Document section:
+++
A Scout is Friendly.
A Scout is a friend to all. He is a brother to other Scouts. He offers his friendship to people of all races and nations, and respects them even if their beliefs and customs are different from his own.
A Scout is Courteous.
A Scout is polite to everyone regardless of age or position. He knows that using good manners makes it easier for people to get along.
A Scout is Kind.
A Scout knows there is strength in being gentle. He treats others as he wants to be treated. Without good reason, he does not harm or kill any living thing.

So how well did I uphold these laws as a youth growing up in Waverly, Tennessee? Not very well and I think you’ll agree.

I actually loved the scouts; I loved reading the Boy’s Life magazine about other boys my age across the country who were striving to be the best scout in the whole of the United States. However, I’ve always been just a bit too lazy to actually exceed in much. I’ve always done just enough, but an Eagle Scout I was never going to be – just wasn’t the right material.

I loved tying knots, collecting leaves, and learning tracking signs. I actually could do most of the projects required to become an Eagle Scout, but I wasn’t going to sit down and learn Morse code, or anything really time consuming or hard – just too lazy and too interested in other things.

I also loved camping and remember my first campout in the scouts. I was so excited that when I woke up the next morning there was frost on the lower quarter of my sleeping bag! Wow, and I hadn’t even gotten cold. I was a real camper – could survive in the elements just like an Artic explorer!

However, my excitement for the scouts changed one evening in January. Something happened that made me realize I did not have the right stuff – just couldn’t keep the laws as I should. I discovered guilt – something that keeps most folks from understanding the true gift of Grace, and it was a long time before I ever felt worthy of manhood.
+++
Entries provided:
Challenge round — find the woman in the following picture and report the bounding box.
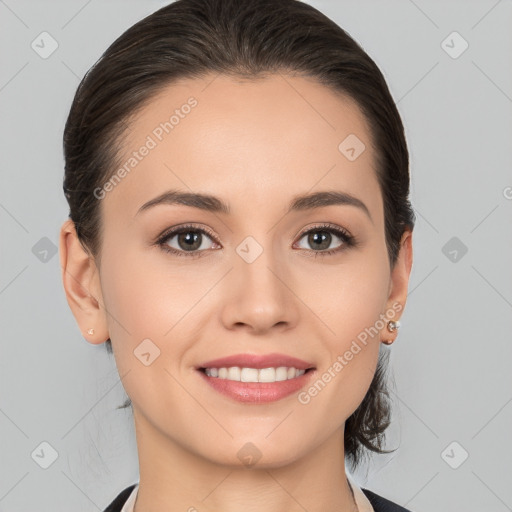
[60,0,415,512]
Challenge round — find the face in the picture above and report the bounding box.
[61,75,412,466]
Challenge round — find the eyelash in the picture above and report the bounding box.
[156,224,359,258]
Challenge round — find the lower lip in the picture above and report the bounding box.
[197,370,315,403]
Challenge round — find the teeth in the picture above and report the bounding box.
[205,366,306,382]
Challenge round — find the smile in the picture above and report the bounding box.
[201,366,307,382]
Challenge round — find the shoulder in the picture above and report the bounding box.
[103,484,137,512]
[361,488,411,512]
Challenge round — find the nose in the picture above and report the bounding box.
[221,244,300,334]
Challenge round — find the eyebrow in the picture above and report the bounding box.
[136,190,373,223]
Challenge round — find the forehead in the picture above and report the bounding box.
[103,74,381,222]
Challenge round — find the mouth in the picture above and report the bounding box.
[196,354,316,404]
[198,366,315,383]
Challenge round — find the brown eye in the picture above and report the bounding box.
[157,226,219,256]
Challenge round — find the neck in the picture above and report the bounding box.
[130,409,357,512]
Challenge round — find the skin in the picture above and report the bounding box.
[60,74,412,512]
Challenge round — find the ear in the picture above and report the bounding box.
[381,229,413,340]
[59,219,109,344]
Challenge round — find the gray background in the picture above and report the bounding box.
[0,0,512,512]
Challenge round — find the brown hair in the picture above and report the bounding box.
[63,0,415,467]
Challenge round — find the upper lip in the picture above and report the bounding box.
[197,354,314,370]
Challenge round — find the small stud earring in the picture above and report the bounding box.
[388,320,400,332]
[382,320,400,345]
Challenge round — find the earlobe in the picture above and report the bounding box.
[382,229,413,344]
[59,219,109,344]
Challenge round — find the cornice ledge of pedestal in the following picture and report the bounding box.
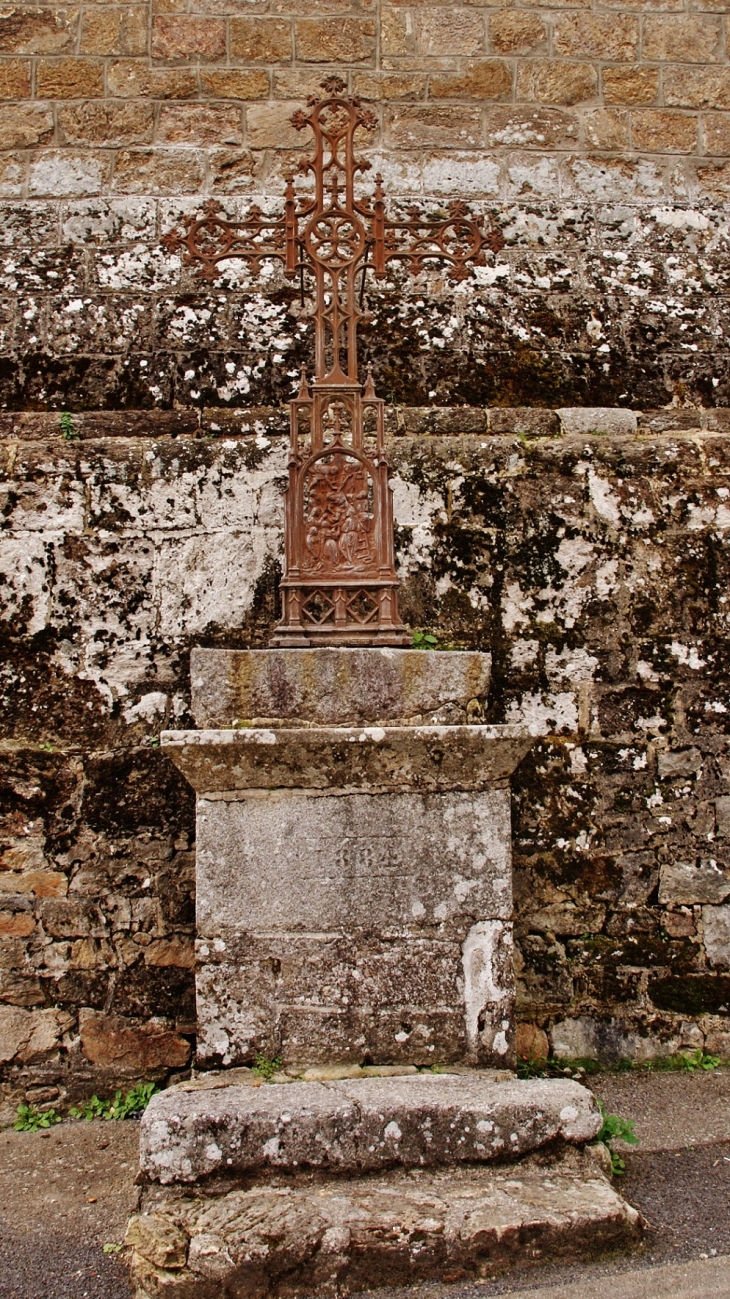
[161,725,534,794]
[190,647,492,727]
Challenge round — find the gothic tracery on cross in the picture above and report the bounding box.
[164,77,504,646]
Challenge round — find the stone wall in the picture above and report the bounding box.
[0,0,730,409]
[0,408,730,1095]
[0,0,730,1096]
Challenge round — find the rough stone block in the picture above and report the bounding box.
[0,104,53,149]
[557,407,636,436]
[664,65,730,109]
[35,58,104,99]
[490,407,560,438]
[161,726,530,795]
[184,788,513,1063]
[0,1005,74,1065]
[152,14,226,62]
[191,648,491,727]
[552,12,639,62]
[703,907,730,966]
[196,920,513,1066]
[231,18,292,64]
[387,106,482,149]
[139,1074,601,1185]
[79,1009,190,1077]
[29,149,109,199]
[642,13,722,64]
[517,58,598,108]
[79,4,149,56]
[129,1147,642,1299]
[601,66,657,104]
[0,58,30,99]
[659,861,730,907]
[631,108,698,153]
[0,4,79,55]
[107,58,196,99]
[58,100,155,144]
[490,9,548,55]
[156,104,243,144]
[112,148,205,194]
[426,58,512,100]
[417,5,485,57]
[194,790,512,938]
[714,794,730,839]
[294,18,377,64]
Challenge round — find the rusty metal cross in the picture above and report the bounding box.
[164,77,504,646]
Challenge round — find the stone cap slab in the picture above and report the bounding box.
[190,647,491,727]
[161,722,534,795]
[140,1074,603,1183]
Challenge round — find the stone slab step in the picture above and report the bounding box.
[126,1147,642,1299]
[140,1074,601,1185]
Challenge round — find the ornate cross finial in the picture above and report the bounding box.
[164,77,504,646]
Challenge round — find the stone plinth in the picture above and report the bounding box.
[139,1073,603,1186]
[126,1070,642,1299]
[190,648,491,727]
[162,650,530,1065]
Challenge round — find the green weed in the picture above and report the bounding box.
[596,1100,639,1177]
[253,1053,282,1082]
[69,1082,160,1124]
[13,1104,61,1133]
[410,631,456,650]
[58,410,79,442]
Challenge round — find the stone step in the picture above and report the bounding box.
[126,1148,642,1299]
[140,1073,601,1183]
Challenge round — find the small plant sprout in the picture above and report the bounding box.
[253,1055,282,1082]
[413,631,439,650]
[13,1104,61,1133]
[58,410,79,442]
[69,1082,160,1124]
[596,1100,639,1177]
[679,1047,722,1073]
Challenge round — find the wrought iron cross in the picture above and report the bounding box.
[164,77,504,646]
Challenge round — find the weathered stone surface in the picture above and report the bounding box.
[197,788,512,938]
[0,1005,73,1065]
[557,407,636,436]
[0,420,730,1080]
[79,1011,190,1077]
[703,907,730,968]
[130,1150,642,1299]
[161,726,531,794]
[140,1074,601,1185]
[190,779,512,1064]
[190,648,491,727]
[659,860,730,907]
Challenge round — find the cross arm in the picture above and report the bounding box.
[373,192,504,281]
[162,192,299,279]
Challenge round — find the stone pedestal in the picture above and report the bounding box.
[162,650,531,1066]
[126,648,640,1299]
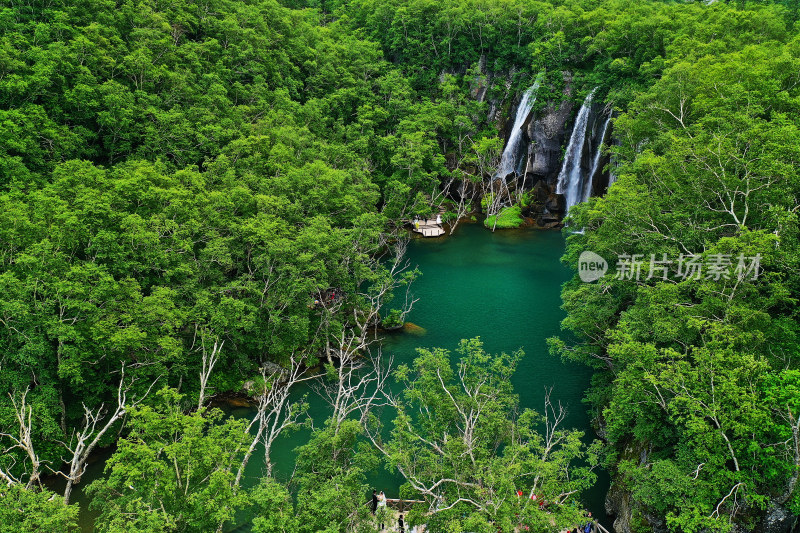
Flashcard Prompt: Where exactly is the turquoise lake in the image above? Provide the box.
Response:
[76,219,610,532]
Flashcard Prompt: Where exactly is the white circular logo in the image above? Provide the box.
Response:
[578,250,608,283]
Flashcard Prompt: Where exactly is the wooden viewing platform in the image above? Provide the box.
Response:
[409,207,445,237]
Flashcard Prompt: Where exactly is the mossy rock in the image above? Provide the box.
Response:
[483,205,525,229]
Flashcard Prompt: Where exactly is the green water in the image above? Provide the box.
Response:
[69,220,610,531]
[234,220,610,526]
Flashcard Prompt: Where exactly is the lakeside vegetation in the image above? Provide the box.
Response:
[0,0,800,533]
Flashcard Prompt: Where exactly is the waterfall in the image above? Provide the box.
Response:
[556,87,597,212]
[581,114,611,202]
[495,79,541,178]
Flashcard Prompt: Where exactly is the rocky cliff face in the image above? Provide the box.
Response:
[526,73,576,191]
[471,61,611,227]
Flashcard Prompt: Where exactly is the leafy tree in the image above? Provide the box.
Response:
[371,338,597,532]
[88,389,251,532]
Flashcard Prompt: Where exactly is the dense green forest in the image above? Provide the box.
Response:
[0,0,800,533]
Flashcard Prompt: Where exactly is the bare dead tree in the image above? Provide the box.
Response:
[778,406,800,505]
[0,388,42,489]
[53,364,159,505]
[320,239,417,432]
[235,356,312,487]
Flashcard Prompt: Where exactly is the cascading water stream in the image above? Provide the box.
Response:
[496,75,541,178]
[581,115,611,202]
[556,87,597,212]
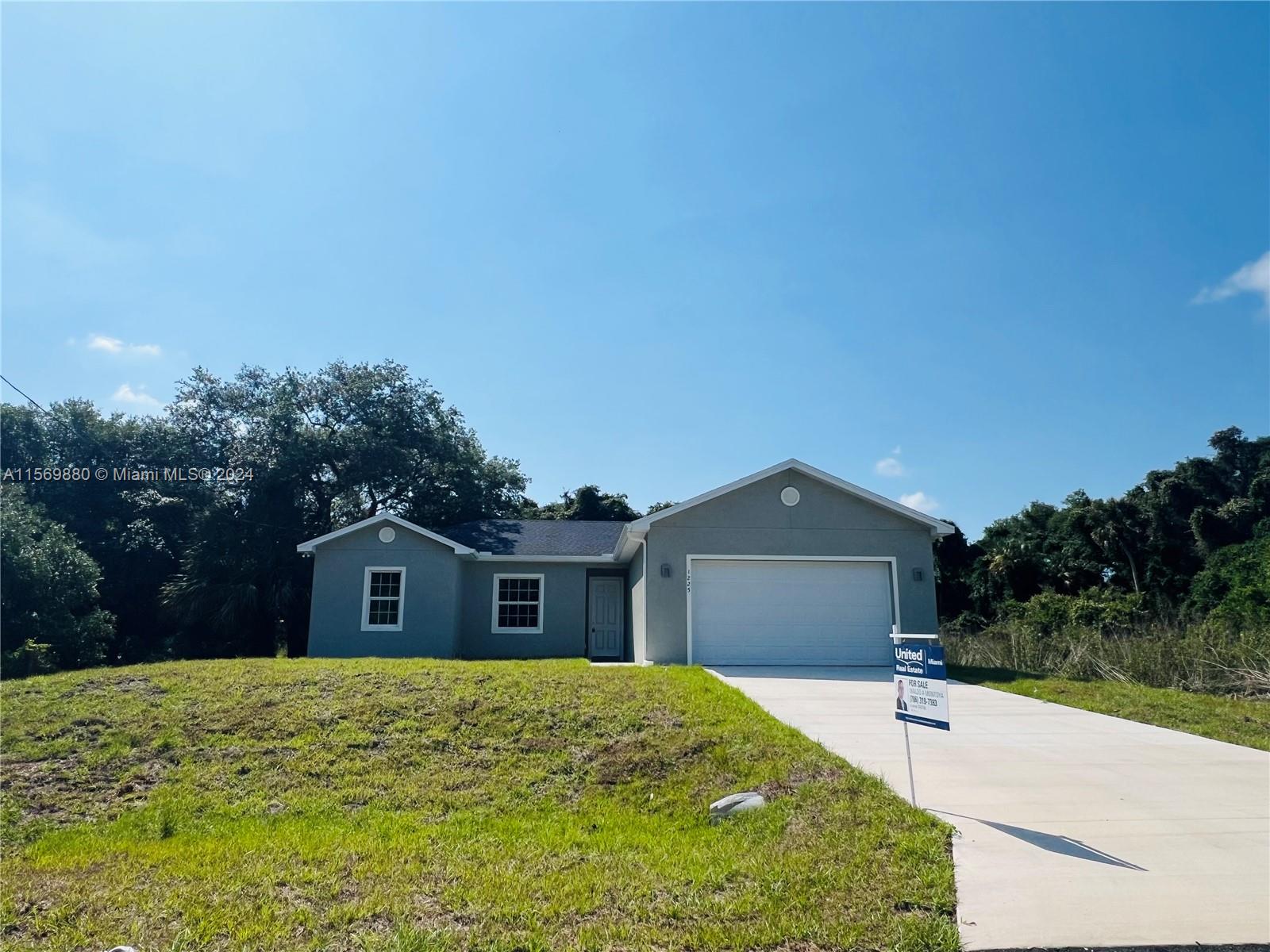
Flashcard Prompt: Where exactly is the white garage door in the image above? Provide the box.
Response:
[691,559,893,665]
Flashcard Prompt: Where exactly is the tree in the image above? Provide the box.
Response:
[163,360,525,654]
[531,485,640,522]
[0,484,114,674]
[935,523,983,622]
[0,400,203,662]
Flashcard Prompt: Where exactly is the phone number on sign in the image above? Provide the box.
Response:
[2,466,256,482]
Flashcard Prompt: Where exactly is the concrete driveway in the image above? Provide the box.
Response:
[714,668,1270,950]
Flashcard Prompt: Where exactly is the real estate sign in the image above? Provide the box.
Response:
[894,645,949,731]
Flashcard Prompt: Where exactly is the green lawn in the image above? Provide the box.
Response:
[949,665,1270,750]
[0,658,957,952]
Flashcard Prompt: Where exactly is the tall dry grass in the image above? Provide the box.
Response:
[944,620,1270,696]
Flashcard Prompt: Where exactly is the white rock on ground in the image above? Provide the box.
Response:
+++
Required task 1:
In the stretch of the records from the start through the line containing "[156,224,359,258]", swap "Challenge round" for "Practice round" and give those lines again with nothing else changed. Leave the pictures out.
Required task 2:
Carry on the scouting memoir from where it stops.
The scouting text and the records come from unrelated sources.

Final result 1:
Practice round — find the woman in the following picture and report the bounding box.
[60,0,415,512]
Practice round — find the face in the picture above and report the bounding box.
[61,75,412,466]
Practice round — find the eyelash in the picture above and report the bounding box.
[156,224,359,258]

Final result 2:
Snow had begun falling and was already collecting on the ground as we scouts gathered at the lodge that was located behind the high school, between the school and a long ridge of rolling Middle Tennessee hills.

None of us could listen to the Scout Master with full attention at all that evening because we knew what was happening outside. We could not wait to run home ripping snowballs at each other and watching the world turn white and fresh.

All things finally end, even if you think they never will. We ran, screamed, rolled, and tossed snowballs until we broke up into our neighborhood groups. I belonged to the Fairground Drive gang of young hoodlums; two of us trailer trash that came in with the New Johnsonville TVA construction families. We walked slowly across Highway 70 toward the alley that ran between Hwy 70 and Fairground Drive talking about everything 13 year old boys discuss, kicking snow as we walked. The snow had accumulated about 2 inches while we were getting our weekly scouting lesson.

Suddenly, out of the east came the sound of a tractor trailer changing gears. Almost simultaneously we all got the same idea “Let’s snowball’im!”

We ran back toward the highway and each of us chose an elm tree for cover, 2 on the far side of the street and 2 on the near side, and began forming snowballs to about 3” diameter.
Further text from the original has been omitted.